Entries drawn from a collection

** START **

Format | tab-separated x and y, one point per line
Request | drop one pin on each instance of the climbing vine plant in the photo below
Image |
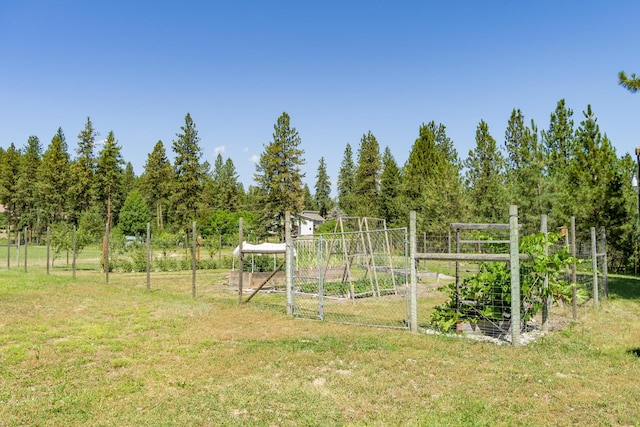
487	294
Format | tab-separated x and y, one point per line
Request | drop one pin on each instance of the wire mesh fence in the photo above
357	277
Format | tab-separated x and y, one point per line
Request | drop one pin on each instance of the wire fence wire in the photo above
355	277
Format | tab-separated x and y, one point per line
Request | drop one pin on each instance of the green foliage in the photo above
134	215
279	177
487	294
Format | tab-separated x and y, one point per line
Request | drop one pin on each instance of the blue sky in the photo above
338	68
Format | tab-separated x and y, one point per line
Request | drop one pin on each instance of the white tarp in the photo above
262	248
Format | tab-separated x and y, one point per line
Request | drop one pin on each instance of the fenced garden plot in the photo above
355	277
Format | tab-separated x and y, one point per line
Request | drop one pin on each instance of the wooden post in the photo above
289	262
240	260
48	247
148	256
574	272
194	264
515	275
605	268
26	246
594	265
74	244
546	303
413	320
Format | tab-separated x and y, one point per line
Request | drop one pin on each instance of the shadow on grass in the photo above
624	287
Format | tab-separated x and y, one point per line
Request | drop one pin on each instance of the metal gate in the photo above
358	277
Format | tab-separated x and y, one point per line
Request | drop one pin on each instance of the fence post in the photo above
594	264
546	304
289	262
240	259
26	246
48	247
8	242
574	271
193	259
106	253
605	268
75	242
515	275
148	256
413	272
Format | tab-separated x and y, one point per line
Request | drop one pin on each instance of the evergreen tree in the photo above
484	178
632	83
347	183
323	189
109	179
525	168
279	176
157	181
9	171
54	180
134	215
391	191
82	171
432	184
367	178
189	174
560	148
26	191
129	179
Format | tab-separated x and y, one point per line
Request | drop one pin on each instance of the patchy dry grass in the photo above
85	353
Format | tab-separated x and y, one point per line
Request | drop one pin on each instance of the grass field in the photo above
86	353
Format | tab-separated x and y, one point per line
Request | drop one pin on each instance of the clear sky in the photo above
338	68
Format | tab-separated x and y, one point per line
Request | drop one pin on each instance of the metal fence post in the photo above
515	275
594	264
413	272
289	262
546	304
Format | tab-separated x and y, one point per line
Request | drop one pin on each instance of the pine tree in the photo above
9	170
157	180
189	174
323	189
525	168
391	202
367	178
279	176
432	184
26	191
560	148
632	83
83	169
347	183
54	180
109	179
484	178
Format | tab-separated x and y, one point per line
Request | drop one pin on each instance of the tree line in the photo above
564	169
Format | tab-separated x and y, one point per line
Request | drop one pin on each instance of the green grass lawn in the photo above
86	353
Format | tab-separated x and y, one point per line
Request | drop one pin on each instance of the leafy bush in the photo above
487	294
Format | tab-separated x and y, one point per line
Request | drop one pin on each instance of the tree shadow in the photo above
624	287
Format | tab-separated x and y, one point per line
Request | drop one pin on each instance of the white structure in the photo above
308	221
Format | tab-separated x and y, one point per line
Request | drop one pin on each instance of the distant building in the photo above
308	221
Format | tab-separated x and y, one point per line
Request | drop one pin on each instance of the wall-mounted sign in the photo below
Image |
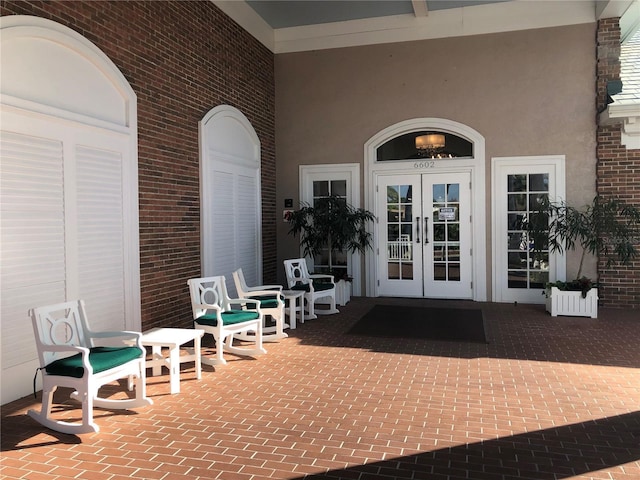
447	213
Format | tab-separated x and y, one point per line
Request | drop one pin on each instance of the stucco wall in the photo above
528	93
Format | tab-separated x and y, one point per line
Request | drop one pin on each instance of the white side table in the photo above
296	304
173	339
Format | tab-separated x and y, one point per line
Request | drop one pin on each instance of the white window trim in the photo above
336	171
234	162
555	164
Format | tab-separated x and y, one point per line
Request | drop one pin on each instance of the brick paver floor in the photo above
546	398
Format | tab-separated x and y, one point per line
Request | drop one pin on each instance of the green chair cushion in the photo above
100	358
301	286
321	286
230	317
318	286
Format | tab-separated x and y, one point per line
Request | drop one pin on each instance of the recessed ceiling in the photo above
296	13
298	25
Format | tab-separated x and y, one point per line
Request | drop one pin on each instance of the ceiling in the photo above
286	26
287	13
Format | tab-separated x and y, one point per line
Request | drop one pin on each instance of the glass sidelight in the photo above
526	268
446	231
399	207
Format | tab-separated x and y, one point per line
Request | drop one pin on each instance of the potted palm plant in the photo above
606	227
328	229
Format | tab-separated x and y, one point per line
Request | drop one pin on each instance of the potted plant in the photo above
609	228
329	228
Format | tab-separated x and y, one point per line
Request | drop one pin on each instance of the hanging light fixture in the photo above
430	144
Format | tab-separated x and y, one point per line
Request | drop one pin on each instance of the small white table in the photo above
293	297
173	339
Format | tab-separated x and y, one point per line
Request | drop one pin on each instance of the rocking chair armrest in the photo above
74	349
264	293
245	302
319	276
264	287
127	337
65	348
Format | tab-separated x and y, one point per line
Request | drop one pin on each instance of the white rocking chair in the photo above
315	286
71	355
271	303
223	317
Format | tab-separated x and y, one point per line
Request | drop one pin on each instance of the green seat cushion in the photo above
229	317
301	286
321	286
100	358
318	286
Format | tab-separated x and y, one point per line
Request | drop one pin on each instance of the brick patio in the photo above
547	398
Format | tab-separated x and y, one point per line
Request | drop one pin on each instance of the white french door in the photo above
424	233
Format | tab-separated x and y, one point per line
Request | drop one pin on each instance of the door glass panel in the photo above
439	271
399	232
528	268
323	189
339	188
446	231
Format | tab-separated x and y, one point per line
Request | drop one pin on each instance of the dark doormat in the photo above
455	324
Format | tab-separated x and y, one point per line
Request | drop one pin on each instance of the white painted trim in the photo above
336	171
248	19
628	114
555	164
475	166
474	20
45	114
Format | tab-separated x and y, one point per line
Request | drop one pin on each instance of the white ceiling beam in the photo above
420	8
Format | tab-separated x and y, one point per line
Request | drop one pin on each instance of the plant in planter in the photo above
331	227
606	227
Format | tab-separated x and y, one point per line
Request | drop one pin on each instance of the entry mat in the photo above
435	323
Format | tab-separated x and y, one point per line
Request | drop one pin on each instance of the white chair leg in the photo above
310	309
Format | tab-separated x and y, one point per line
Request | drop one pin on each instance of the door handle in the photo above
426	229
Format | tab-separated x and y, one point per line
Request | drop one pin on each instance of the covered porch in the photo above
546	398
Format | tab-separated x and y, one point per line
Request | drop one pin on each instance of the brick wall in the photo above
618	171
182	59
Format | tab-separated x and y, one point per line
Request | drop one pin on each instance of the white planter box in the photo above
343	292
572	304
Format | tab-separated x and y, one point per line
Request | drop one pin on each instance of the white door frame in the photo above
474	165
336	171
500	167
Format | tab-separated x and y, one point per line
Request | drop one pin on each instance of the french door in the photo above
424	233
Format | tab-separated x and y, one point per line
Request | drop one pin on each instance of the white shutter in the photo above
32	237
223	232
247	228
100	236
230	196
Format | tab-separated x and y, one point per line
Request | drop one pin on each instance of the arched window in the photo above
425	144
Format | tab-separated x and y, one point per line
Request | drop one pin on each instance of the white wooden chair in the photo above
271	303
223	317
315	286
73	356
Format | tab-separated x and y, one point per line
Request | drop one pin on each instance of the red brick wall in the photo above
618	171
182	59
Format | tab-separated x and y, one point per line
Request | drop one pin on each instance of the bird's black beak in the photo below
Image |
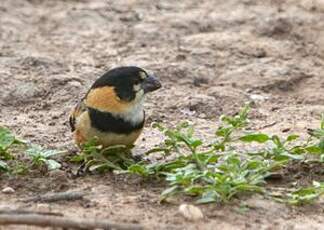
151	83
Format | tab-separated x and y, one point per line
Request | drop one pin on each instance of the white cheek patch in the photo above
137	87
140	94
142	75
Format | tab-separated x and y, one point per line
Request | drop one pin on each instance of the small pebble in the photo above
190	212
8	190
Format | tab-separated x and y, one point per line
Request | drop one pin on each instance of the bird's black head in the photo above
129	82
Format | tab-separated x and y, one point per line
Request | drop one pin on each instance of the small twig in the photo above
53	197
63	222
24	212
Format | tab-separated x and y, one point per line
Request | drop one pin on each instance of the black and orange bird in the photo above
112	111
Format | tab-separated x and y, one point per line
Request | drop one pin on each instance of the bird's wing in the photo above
76	112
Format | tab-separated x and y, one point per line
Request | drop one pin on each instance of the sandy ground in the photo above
211	56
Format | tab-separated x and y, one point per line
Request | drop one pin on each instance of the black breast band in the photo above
106	122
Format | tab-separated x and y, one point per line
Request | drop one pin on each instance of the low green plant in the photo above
41	157
215	170
18	156
96	158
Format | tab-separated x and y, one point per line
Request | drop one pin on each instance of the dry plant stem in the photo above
25	212
53	197
63	222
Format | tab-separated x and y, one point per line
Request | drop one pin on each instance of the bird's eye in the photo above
137	81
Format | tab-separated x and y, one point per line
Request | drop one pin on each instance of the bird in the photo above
112	111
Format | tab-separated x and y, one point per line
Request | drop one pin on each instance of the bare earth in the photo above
211	56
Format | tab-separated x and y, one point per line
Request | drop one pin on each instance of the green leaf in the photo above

** END **

_TO DO:_ Please extract each line of the listing above that contains the word "wire". Treat uppercase and lowercase letters as different.

_SOLUTION FOR THIS PROBLEM:_
Request | drop one pin on each instance of the wire mesh fence in the photo above
Request | drop one pin on each instance of the wire fence wire in the photo above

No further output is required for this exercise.